- WHAT IS BEING ASKED: Present every line of the entries below as a Markdown table with the columns Row and Entry Line, numbering each row and skipping blank lines. Leave the pictures out of the table.
*-*-*
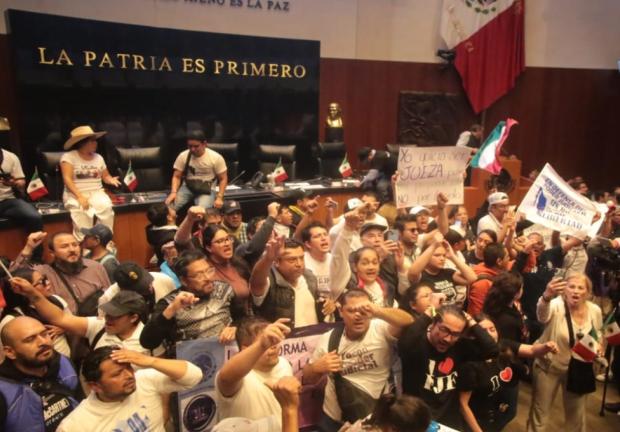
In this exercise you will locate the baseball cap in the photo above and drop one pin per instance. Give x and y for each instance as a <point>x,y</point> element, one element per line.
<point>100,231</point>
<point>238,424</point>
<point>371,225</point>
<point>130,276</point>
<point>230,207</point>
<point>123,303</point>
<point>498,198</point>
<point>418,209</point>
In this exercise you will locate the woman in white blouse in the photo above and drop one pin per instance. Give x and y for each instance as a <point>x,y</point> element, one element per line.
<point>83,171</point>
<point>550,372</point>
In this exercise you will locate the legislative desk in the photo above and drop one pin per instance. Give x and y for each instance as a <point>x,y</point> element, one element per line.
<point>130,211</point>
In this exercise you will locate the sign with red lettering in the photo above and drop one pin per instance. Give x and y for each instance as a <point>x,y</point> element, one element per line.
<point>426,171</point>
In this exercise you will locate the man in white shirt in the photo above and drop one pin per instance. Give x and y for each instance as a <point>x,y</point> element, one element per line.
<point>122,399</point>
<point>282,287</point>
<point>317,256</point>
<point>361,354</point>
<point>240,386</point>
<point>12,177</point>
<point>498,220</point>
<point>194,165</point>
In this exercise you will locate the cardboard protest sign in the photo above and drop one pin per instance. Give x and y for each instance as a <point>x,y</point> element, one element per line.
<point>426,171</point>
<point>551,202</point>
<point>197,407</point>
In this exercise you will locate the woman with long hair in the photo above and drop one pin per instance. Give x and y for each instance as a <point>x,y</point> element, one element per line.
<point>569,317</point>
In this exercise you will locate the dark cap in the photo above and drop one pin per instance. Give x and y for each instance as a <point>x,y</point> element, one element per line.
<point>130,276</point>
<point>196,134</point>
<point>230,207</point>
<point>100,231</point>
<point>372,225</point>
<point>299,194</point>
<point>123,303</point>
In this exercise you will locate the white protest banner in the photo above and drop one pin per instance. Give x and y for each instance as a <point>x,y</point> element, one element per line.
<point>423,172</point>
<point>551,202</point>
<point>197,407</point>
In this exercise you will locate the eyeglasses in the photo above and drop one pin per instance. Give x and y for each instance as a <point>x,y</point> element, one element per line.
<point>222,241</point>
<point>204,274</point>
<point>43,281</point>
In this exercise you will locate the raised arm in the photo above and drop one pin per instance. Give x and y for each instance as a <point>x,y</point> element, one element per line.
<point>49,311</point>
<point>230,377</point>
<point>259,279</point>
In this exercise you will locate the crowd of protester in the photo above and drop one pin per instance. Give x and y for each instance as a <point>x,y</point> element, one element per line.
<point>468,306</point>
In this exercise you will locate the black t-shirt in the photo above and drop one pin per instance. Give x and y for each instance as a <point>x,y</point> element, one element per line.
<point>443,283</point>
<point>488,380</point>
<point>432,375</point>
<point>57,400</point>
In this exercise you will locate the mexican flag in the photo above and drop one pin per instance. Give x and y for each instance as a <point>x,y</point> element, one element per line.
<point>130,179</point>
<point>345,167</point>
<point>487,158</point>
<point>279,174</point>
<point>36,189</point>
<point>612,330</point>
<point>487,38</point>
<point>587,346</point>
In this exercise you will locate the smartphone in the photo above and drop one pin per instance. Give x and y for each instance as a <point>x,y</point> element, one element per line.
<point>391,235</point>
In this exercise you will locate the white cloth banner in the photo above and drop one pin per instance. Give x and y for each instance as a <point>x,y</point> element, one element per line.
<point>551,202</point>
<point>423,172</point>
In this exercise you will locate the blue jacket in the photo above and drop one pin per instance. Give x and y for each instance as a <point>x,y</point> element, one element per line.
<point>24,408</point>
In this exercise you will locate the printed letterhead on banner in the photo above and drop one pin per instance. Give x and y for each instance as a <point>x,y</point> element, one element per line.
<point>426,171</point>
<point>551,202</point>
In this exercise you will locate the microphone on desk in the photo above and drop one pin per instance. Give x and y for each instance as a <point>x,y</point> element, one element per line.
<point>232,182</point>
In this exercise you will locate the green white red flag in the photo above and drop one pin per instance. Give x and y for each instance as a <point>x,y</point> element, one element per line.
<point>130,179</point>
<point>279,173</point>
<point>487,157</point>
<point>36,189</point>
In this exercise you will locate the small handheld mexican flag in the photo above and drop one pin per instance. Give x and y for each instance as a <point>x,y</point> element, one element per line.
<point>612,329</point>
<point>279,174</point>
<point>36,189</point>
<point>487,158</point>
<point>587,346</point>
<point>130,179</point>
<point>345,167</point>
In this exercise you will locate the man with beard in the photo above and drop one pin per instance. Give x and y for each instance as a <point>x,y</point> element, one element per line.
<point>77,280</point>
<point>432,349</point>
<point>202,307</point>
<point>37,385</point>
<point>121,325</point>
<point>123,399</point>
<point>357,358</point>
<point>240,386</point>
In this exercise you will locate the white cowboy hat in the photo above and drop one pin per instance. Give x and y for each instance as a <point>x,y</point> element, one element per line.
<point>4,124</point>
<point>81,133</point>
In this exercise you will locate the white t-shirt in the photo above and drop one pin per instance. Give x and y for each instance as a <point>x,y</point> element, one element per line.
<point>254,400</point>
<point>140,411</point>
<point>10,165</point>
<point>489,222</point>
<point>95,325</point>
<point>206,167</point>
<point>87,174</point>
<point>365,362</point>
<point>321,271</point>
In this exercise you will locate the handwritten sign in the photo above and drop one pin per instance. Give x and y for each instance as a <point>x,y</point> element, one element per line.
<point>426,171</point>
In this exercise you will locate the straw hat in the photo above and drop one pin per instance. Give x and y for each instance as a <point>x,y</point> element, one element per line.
*-*-*
- SOLVED PROBLEM:
| Row | Entry Line |
|---|---|
| 1 | In this exercise you will locate the baseball cap in the photo above and drop one pin per instance. Give x and y for each instance as a <point>x,y</point> element, one element per line. |
| 2 | <point>100,231</point> |
| 3 | <point>238,424</point> |
| 4 | <point>371,225</point> |
| 5 | <point>130,276</point> |
| 6 | <point>230,207</point> |
| 7 | <point>123,303</point> |
| 8 | <point>498,198</point> |
| 9 | <point>418,209</point> |
| 10 | In this exercise you will locate the woman in white blouse in the photo above and drop one pin per instance. Give x and y for each instance as a <point>x,y</point> element, one element per line. |
| 11 | <point>83,171</point> |
| 12 | <point>550,372</point> |
| 13 | In this exercise you will locate the legislative desk in the photo above and drop one pin per instance. Give x and y for each instance as a <point>x,y</point> element, one element per line. |
| 14 | <point>130,211</point> |
| 15 | In this exercise you will locate the sign with red lettering in the photo above and drop one pin per instance. Give x and y for each instance as a <point>x,y</point> element, one element per line. |
| 16 | <point>426,171</point> |
| 17 | In this exercise you will locate the man in white shirt in the photo above and drop one pin per instance. Give x and y for each instance as a <point>x,y</point> element, one element per line. |
| 18 | <point>122,399</point> |
| 19 | <point>282,287</point> |
| 20 | <point>317,256</point> |
| 21 | <point>361,354</point> |
| 22 | <point>240,386</point> |
| 23 | <point>12,177</point> |
| 24 | <point>498,220</point> |
| 25 | <point>194,165</point> |
| 26 | In this exercise you will locate the cardboard protest sign in the photo above and drop one pin per instance. Give x and y for each instance as a <point>x,y</point> element, one element per line. |
| 27 | <point>426,171</point> |
| 28 | <point>551,202</point> |
| 29 | <point>197,407</point> |
| 30 | In this exercise you will locate the woman with long hair in the photo above and drop one pin per instance. Give x and y for each instance as a <point>x,y</point> element, one element per line. |
| 31 | <point>569,317</point> |
| 32 | In this exercise you will locate the dark cap in the photo above and drop one pin per instance. Give x and y for each instance as a <point>x,y</point> element, one element per line. |
| 33 | <point>130,276</point> |
| 34 | <point>196,134</point> |
| 35 | <point>230,207</point> |
| 36 | <point>100,231</point> |
| 37 | <point>372,225</point> |
| 38 | <point>299,194</point> |
| 39 | <point>123,303</point> |
| 40 | In this exercise you will locate the white protest banner in the photo above and drop one pin per instance. Give x and y for each instance as a <point>x,y</point> element, one element per line. |
| 41 | <point>423,172</point> |
| 42 | <point>551,202</point> |
| 43 | <point>197,407</point> |
| 44 | In this exercise you will locate the eyeglasses in the photo above and drop one pin per instance. Give x and y for each instance as a <point>x,y</point> element, one element per line. |
| 45 | <point>222,241</point> |
| 46 | <point>204,274</point> |
| 47 | <point>43,281</point> |
| 48 | In this exercise you will locate the raised arm in the photo above and drop one pin per instance. Give x and y for each instance as a <point>x,y</point> element, one element per line. |
| 49 | <point>49,311</point> |
| 50 | <point>230,377</point> |
| 51 | <point>259,279</point> |
| 52 | In this exercise you will locate the crowd of protester in the photo above and drop one pin per instance. Give x and y for each instance as a <point>x,y</point> element, one element per line. |
| 53 | <point>468,306</point> |
| 54 | In this exercise you will locate the black t-shirt in the photo above and drop one pin per instance. Give x and y for each instance as a <point>x,y</point> element, one element per line. |
| 55 | <point>443,283</point> |
| 56 | <point>488,380</point> |
| 57 | <point>432,375</point> |
| 58 | <point>57,400</point> |
| 59 | In this exercise you will locate the mexican flag in the photo above and drop one pin per instance. Give x and y for each instance as a <point>x,y</point> element, one element per line. |
| 60 | <point>130,179</point> |
| 61 | <point>345,167</point> |
| 62 | <point>487,158</point> |
| 63 | <point>279,174</point> |
| 64 | <point>36,189</point> |
| 65 | <point>612,330</point> |
| 66 | <point>487,38</point> |
| 67 | <point>587,346</point> |
| 68 | In this exercise you will locate the smartphone in the photo above and drop one pin per instance. Give x and y for each instance as a <point>x,y</point> element, one element per line. |
| 69 | <point>391,235</point> |
| 70 | In this exercise you will locate the white cloth banner in the photo above and drop one pin per instance. Give x and y for each instance as a <point>x,y</point> element, one element per line. |
| 71 | <point>551,202</point> |
| 72 | <point>423,172</point> |
| 73 | In this exercise you will locate the blue jacket in the photo above and drop one pin per instance. Give x and y for each instance as a <point>x,y</point> element, one element per line. |
| 74 | <point>24,408</point> |
| 75 | In this exercise you will locate the printed letterhead on banner in the photo above and drop one pin per instance. Give x and y for each instance as a <point>x,y</point> element, one element per line. |
| 76 | <point>426,171</point> |
| 77 | <point>551,202</point> |
| 78 | In this exercise you will locate the microphone on desk in the photo above and drop one pin per instance. Give x and y for each instance as a <point>x,y</point> element, one element per line. |
| 79 | <point>232,182</point> |
| 80 | In this exercise you will locate the green white red flag in the photo above and drop one pin per instance. Give x and y for each instance as a <point>x,y</point> element, one element per line. |
| 81 | <point>130,179</point> |
| 82 | <point>279,173</point> |
| 83 | <point>487,157</point> |
| 84 | <point>36,189</point> |
| 85 | In this exercise you will locate the small handheld mexican flag in the photo above and drop one pin per instance. Give x and y for each instance as a <point>x,y</point> element, one element per line. |
| 86 | <point>612,329</point> |
| 87 | <point>279,174</point> |
| 88 | <point>36,189</point> |
| 89 | <point>487,158</point> |
| 90 | <point>587,346</point> |
| 91 | <point>130,179</point> |
| 92 | <point>345,167</point> |
| 93 | In this exercise you will locate the man with beard in the photo above and drop one pin per instance. Give x and y for each instance as a <point>x,y</point> element, one element per line. |
| 94 | <point>77,280</point> |
| 95 | <point>432,349</point> |
| 96 | <point>202,307</point> |
| 97 | <point>37,385</point> |
| 98 | <point>121,325</point> |
| 99 | <point>123,399</point> |
| 100 | <point>357,358</point> |
| 101 | <point>240,386</point> |
| 102 | In this exercise you will locate the white cowboy hat in the photo above and drop one pin per instance. Give x and y for each instance as a <point>x,y</point> element, one element per line. |
| 103 | <point>4,124</point> |
| 104 | <point>81,133</point> |
| 105 | In this exercise you will locate the white t-shirt in the photo above and drop one pin per instance. Give x and y for each instance as a <point>x,y</point> element, one element per line. |
| 106 | <point>254,400</point> |
| 107 | <point>140,411</point> |
| 108 | <point>10,165</point> |
| 109 | <point>489,222</point> |
| 110 | <point>95,325</point> |
| 111 | <point>206,167</point> |
| 112 | <point>87,174</point> |
| 113 | <point>365,362</point> |
| 114 | <point>321,271</point> |
| 115 | In this exercise you will locate the handwritten sign in the photo above and drop one pin per instance. Give x and y for each instance as a <point>x,y</point> element, one element per line. |
| 116 | <point>426,171</point> |
| 117 | In this exercise you will locate the straw hat in the photo above and drop one pin per instance. Give x and y for each instance as a <point>x,y</point> element, one element per line. |